#### TASK DIRECTIONS:
Within the data below, find the string "handlebar" and return each line where it occurs.

[[ INPUT MATERIAL, beginning ]]

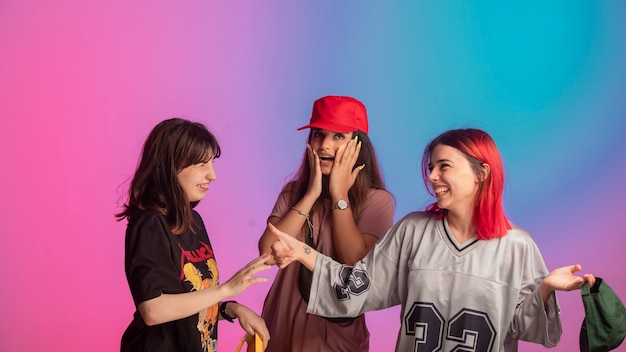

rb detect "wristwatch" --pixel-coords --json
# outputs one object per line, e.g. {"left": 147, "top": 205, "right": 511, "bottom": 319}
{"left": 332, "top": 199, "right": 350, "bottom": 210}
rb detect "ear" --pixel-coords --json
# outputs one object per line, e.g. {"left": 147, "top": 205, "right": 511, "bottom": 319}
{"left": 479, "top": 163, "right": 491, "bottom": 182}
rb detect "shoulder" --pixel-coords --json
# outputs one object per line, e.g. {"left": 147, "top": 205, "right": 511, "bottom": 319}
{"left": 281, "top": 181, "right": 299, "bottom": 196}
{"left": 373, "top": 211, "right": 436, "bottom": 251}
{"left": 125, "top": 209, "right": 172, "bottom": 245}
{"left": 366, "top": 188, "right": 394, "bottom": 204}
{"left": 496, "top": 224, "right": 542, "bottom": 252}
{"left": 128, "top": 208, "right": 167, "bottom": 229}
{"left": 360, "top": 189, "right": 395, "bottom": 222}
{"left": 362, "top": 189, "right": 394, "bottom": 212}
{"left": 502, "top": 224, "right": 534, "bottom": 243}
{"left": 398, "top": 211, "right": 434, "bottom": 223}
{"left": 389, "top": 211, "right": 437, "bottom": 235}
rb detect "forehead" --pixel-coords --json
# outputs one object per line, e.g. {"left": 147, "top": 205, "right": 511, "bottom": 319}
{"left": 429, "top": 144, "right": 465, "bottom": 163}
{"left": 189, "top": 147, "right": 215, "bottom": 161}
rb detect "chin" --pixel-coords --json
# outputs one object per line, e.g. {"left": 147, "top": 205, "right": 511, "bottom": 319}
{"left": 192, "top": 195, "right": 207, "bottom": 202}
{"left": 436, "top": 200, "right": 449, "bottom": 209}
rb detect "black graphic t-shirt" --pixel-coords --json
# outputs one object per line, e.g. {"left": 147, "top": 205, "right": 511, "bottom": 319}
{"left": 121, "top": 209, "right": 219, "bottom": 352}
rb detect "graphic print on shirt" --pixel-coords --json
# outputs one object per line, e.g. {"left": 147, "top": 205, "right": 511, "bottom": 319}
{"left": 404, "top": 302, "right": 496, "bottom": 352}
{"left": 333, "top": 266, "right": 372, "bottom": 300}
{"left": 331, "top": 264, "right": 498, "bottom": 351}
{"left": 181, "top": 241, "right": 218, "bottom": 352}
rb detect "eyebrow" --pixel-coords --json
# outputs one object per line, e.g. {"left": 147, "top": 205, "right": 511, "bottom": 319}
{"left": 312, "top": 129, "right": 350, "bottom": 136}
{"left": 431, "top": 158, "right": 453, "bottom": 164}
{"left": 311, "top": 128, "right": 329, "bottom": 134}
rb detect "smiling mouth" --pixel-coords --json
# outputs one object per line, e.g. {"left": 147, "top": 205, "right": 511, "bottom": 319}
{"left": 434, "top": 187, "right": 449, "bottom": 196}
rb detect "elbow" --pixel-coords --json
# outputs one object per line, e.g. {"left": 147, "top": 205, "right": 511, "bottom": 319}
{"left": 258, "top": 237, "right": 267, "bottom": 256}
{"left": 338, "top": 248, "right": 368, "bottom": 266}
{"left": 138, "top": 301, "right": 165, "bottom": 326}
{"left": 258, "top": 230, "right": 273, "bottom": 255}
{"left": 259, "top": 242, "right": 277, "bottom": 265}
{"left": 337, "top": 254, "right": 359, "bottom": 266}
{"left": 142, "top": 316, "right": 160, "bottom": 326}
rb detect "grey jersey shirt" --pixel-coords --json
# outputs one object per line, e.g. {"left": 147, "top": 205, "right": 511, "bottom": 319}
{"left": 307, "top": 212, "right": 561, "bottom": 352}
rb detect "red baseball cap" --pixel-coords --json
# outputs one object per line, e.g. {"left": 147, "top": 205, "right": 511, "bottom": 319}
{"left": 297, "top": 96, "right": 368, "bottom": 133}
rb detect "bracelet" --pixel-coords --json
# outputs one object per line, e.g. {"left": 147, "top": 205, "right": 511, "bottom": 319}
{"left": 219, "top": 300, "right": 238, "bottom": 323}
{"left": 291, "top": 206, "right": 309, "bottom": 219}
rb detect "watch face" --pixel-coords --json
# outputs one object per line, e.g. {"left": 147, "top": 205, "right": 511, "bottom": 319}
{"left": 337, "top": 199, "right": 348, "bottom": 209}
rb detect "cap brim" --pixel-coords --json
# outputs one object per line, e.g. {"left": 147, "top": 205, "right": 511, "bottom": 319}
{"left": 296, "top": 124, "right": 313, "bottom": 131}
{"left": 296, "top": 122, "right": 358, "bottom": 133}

[[ INPUT MATERIAL, end ]]
[[ INPUT MATERIAL, beginning ]]

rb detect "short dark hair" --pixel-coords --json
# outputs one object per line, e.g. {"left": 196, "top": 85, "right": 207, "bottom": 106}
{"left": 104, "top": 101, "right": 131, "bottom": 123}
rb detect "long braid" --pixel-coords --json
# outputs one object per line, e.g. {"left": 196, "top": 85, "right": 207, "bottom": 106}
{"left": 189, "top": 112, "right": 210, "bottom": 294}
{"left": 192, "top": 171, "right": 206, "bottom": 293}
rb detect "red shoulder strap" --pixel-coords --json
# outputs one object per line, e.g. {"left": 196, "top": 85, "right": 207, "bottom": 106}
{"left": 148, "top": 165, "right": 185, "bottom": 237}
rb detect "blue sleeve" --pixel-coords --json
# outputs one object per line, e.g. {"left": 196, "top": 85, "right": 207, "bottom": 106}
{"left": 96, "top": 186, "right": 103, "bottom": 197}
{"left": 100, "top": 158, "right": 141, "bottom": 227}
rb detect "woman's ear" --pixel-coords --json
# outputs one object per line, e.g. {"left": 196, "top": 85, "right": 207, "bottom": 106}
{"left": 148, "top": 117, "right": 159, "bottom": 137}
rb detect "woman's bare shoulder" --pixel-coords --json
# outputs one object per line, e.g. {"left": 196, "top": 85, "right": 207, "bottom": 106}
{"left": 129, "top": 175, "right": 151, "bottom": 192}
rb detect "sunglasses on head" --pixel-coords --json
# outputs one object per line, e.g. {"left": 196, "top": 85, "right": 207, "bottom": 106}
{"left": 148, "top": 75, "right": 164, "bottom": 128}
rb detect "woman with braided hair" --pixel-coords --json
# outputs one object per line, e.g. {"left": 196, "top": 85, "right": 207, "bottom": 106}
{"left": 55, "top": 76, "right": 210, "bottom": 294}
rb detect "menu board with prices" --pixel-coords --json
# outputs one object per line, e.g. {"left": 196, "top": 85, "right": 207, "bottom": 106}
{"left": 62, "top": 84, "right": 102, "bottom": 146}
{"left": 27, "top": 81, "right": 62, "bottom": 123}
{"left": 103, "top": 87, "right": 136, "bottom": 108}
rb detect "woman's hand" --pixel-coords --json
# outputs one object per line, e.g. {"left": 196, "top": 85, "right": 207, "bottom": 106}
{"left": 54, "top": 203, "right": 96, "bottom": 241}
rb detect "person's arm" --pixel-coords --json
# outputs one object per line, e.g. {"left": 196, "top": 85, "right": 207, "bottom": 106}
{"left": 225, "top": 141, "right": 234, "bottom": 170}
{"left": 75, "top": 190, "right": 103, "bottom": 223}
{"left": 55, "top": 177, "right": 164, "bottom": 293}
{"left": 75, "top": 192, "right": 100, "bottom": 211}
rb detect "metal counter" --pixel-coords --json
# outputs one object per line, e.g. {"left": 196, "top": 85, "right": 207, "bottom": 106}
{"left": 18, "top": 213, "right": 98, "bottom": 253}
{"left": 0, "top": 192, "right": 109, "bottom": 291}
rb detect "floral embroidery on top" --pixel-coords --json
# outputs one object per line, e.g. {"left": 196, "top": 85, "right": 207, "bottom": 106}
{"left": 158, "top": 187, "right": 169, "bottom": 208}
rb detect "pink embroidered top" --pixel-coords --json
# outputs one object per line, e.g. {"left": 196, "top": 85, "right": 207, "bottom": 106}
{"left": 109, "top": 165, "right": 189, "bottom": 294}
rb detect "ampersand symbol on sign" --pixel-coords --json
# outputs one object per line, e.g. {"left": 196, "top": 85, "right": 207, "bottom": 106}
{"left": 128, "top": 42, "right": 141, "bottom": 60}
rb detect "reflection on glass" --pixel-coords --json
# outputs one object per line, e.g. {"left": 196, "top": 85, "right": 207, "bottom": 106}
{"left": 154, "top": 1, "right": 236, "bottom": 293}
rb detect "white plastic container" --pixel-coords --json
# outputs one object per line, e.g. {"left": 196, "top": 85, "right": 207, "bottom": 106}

[[ INPUT MATERIAL, end ]]
[[ INPUT MATERIAL, beginning ]]

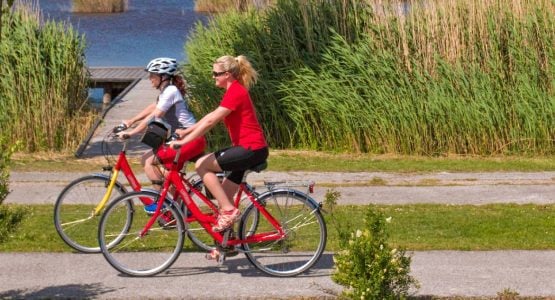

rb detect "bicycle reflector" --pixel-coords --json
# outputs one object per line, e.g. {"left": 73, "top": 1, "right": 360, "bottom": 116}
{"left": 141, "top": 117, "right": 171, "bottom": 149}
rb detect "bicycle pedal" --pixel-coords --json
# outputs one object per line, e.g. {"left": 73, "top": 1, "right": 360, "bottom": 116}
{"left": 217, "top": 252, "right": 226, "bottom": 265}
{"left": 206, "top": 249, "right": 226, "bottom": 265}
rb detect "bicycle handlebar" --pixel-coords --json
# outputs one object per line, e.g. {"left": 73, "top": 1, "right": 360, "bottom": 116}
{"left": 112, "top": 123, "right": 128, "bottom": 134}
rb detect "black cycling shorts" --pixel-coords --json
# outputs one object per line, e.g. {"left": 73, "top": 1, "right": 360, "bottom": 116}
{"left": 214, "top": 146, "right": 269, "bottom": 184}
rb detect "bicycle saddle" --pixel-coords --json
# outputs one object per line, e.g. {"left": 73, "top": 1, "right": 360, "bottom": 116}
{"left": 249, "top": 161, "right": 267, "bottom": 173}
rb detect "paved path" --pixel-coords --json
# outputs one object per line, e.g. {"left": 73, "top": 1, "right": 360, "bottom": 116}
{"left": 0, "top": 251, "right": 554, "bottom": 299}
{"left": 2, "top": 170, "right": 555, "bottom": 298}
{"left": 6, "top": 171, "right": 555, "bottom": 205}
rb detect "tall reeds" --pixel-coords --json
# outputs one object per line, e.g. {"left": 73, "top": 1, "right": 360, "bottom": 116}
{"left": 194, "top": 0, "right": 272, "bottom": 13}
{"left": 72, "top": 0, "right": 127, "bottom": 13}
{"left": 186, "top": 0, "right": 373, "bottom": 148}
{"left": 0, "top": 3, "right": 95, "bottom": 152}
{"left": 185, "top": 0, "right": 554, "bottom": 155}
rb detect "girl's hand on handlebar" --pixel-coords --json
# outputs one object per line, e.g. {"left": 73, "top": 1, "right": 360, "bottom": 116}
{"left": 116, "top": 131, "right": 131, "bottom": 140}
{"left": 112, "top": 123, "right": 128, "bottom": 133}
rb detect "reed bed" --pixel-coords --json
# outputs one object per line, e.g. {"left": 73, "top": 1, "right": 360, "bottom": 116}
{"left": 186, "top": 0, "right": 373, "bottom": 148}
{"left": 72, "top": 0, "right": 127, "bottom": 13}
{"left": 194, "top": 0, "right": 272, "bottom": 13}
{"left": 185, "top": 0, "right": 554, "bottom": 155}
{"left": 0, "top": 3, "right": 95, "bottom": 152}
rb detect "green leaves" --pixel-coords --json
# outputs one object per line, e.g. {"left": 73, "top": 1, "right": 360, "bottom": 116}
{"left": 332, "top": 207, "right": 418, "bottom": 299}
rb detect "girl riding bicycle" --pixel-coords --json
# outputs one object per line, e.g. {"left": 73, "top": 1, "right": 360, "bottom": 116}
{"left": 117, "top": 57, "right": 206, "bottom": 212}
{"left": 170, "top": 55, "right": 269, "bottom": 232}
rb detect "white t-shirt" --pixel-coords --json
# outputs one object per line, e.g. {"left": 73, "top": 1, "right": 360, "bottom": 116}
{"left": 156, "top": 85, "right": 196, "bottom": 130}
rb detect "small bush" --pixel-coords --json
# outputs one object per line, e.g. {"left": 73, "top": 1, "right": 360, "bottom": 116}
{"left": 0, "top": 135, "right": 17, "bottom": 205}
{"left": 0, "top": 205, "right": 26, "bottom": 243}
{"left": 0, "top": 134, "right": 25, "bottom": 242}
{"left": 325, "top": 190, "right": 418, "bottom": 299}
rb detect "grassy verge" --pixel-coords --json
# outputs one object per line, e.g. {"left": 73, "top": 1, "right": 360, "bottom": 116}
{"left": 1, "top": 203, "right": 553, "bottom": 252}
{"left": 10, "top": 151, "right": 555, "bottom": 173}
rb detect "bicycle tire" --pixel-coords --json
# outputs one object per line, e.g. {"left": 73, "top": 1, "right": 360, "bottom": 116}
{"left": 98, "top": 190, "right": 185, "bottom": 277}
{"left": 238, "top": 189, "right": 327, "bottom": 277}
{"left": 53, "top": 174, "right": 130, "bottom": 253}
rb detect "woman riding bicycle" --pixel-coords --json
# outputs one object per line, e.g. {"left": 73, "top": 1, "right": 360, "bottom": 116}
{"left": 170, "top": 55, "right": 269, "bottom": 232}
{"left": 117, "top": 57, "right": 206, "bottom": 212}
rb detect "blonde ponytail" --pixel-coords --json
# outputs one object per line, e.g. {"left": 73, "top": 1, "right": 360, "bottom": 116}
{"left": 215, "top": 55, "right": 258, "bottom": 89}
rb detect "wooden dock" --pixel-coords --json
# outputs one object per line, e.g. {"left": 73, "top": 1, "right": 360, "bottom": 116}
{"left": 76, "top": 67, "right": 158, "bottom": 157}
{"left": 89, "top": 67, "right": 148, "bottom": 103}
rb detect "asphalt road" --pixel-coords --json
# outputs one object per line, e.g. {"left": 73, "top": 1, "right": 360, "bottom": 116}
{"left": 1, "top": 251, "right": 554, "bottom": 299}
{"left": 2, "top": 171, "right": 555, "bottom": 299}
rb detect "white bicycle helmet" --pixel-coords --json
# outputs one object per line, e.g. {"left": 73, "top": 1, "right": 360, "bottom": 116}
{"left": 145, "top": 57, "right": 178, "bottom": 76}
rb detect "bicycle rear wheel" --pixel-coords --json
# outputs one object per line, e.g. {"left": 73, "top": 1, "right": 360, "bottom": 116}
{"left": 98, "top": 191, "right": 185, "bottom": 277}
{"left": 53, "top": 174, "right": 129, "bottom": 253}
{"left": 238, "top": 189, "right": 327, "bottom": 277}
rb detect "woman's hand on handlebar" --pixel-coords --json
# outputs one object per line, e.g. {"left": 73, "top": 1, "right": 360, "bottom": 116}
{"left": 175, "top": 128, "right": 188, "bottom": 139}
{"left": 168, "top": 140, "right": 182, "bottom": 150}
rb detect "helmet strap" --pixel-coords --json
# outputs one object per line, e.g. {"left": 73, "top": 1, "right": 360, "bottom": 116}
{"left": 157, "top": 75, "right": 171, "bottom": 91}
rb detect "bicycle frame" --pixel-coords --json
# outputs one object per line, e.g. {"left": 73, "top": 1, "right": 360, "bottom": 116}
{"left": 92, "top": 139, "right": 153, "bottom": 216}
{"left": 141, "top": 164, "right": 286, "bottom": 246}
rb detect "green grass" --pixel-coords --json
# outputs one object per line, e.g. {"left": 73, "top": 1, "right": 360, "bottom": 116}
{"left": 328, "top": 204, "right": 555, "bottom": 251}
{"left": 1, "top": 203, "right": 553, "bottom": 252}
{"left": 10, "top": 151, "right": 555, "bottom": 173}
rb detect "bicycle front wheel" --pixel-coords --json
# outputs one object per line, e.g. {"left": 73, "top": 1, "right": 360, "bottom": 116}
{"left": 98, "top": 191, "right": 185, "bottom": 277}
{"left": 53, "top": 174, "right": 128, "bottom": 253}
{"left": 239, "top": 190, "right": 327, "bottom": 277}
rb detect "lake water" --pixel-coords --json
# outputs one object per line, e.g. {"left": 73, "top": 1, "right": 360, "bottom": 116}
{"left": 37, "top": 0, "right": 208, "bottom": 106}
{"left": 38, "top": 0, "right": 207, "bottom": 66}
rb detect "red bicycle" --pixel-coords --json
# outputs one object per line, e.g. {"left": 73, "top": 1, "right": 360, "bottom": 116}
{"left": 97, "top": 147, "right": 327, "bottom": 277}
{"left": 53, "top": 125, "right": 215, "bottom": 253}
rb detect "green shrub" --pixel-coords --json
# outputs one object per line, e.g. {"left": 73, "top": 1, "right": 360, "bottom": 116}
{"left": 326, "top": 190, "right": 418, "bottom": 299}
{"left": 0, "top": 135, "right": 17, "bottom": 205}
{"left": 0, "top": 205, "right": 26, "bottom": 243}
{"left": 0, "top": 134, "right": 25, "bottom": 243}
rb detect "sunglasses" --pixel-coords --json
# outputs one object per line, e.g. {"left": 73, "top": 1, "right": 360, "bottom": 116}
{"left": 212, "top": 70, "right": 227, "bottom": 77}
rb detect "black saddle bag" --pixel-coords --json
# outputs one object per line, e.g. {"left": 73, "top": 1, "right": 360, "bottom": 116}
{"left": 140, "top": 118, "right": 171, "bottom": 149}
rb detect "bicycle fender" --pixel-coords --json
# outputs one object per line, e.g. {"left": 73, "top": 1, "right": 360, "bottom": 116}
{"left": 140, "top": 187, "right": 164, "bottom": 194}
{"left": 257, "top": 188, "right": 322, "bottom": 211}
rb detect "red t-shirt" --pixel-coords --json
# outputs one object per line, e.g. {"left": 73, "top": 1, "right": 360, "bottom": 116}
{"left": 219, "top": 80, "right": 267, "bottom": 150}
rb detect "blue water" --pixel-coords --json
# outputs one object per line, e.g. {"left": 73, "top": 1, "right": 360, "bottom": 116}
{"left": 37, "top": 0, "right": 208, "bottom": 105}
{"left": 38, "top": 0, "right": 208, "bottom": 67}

[[ INPUT MATERIAL, end ]]

#### TASK RESPONSE:
rb detect "bicycle handlebar" --pixel-coords --json
rb detect "girl's hand on handlebar" --pixel-coords --json
rb detect "woman's hand on handlebar" --pixel-coords --json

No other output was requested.